--- Start PAGE TEXT ---

No static IPs. No manual config file edits. Infrastructure scales, and monitoring follows.
AWS EC2 Console
All Prometheus Targets
Alerting
How Alertmanager Works
This is where the project really comes together. Alertmanager handles all alert routing — it receives firing alerts from Prometheus, groups them, deduplicates them, and routes them via SMTP email.
It distinguishes between two lifecycle states for every alert:
- FIRING — something is wrong right now.
- RESOLVED — the condition has returned to normal.
When an alert fires, Alertmanager sends an email. When it resolves, a second email is sent automatically — so there’s no guessing whether the issue is still ongoing. You get a clear timeline: when it broke, and exactly when it recovered.
This behavior required no extra code. Alertmanager’s send_resolved: true configuration handles it natively.
Alert Rules
Here are the alert rules currently active in the stack:
| Alert | Condition |
|---|---|
HighCPUUsage | CPU above 80% sustained for 5 minutes |
HighMemoryUsage | RAM above 85% sustained for 5 minutes |
HighDiskUsage | Filesystem above 85% used |
NodeDown | A target becomes unreachable for 2 minutes |
ContainerDown | A Docker container exits unexpectedly |
Example alert rule (from alert.rules.yml):
1
2
3
4
5
6
7
8
- alert: HighCPUUsage
expr: 100 - (avg by(instance)(irate(node_cpu_seconds_total{mode="idle"}[5m])) * 100) > 80
for: 5m
labels:
severity: warning
annotations:
summary: "High CPU usage on "
description: "CPU usage has been above 80% for more than 5 minutes."
Firing Alert Emails
Resolved Alert Emails
Dashboards
On day one of the project being live, I had immediate visibility across the entire infrastructure through pre-imported Grafana dashboards. These are automatically provisioned via Grafana’s dashboard provisioning API — no manual import required.

--- End PAGE TEXT ---

### SHORT TASK A
According to the monitoring write-up, which Alertmanager configuration setting sends a second email on its own once an alert resolves?
### SHORT TASK B
Carry on the monitoring write-up from its last sentence.

--- Start PROVIDED INFORMATION ---

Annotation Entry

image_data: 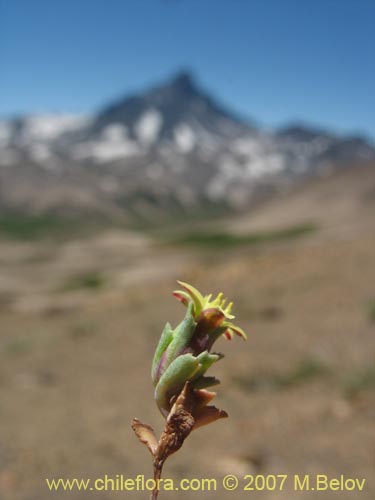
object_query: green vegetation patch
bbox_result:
[0,213,105,241]
[62,271,105,292]
[170,223,317,249]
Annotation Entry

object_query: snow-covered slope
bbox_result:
[0,72,374,216]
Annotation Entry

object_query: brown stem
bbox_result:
[150,460,163,500]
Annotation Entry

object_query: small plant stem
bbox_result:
[150,460,163,500]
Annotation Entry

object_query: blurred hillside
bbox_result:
[0,72,375,220]
[0,163,375,500]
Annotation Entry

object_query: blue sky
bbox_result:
[0,0,375,137]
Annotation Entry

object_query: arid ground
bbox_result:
[0,166,375,500]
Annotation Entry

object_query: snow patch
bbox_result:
[173,123,196,153]
[135,109,163,146]
[73,123,139,163]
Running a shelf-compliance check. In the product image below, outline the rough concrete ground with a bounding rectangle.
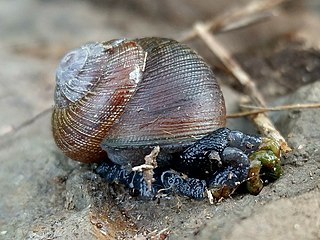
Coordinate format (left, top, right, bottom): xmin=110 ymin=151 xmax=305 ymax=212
xmin=0 ymin=0 xmax=320 ymax=239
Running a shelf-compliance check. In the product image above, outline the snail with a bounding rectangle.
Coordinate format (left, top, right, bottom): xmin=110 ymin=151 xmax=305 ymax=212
xmin=52 ymin=37 xmax=279 ymax=199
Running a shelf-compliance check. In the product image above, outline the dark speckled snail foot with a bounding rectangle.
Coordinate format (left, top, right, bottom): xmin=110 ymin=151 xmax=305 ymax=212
xmin=161 ymin=171 xmax=207 ymax=199
xmin=51 ymin=37 xmax=281 ymax=202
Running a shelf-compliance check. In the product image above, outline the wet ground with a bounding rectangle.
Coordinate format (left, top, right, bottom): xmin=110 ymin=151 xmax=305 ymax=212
xmin=0 ymin=0 xmax=320 ymax=239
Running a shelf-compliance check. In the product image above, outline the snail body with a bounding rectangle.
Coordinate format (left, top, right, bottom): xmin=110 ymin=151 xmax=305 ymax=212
xmin=51 ymin=38 xmax=281 ymax=199
xmin=52 ymin=38 xmax=225 ymax=165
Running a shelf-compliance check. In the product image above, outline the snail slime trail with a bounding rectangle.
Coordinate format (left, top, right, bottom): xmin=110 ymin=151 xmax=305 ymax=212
xmin=52 ymin=37 xmax=281 ymax=199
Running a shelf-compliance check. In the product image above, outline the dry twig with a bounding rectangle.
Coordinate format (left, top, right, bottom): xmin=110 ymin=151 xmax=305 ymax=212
xmin=194 ymin=15 xmax=291 ymax=152
xmin=180 ymin=0 xmax=288 ymax=42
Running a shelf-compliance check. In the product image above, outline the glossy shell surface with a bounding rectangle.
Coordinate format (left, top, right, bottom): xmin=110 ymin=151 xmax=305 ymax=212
xmin=52 ymin=38 xmax=225 ymax=162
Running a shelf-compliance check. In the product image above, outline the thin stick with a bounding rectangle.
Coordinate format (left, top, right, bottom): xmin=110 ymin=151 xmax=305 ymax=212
xmin=194 ymin=23 xmax=291 ymax=152
xmin=227 ymin=103 xmax=320 ymax=118
xmin=180 ymin=0 xmax=288 ymax=42
xmin=0 ymin=107 xmax=52 ymax=138
xmin=195 ymin=23 xmax=265 ymax=106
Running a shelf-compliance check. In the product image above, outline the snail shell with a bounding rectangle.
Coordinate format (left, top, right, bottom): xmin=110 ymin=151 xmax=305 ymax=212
xmin=52 ymin=38 xmax=225 ymax=162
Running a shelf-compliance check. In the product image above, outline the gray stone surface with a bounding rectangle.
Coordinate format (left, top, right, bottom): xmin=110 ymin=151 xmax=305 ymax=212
xmin=0 ymin=0 xmax=320 ymax=239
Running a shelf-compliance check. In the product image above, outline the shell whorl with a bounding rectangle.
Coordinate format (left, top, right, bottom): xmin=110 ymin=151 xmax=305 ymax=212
xmin=52 ymin=38 xmax=225 ymax=162
xmin=52 ymin=40 xmax=146 ymax=162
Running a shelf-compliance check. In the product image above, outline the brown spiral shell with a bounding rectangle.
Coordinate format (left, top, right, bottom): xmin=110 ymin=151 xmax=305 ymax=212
xmin=52 ymin=38 xmax=225 ymax=162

--- End PROVIDED INFORMATION ---

### WRITTEN RESPONSE A
send_resolved: true

### WRITTEN RESPONSE B
| Dashboard | Grafana ID |
|---|---|
| Full Node Exporter (OS Metrics) | 1860 |
| Docker Container & Node Overview | 16314 |
| cAdvisor Docker Insights | 19908 |
| Jenkins Health & Performance | 9964 |
| Nginx Request Rates | 12708 |
| SSH Login Audit Logs | 17514 |
| Application Log Explorer | 13639 |
| MongoDB Overview | 2583 |
Docker Container Overview
Server Grafana Dashboard
SSH Auth Logs Dashboard
What I Learned
1. Complexity hides in credentials. AWS Academy’s short-lived session tokens (AWS_SESSION_TOKEN) were my biggest headache — they expire every 4 hours, which breaks Loki’s S3 connection silently. Building a pattern for rotating them quickly became critical.
2. Prometheus does not expand environment variables inside ec2_sd_configs. Unlike the rest of prometheus.yml, the region field inside EC2 SD must be hardcoded — ${VAR} syntax is silently ignored. Spent more time on this than I care to admit.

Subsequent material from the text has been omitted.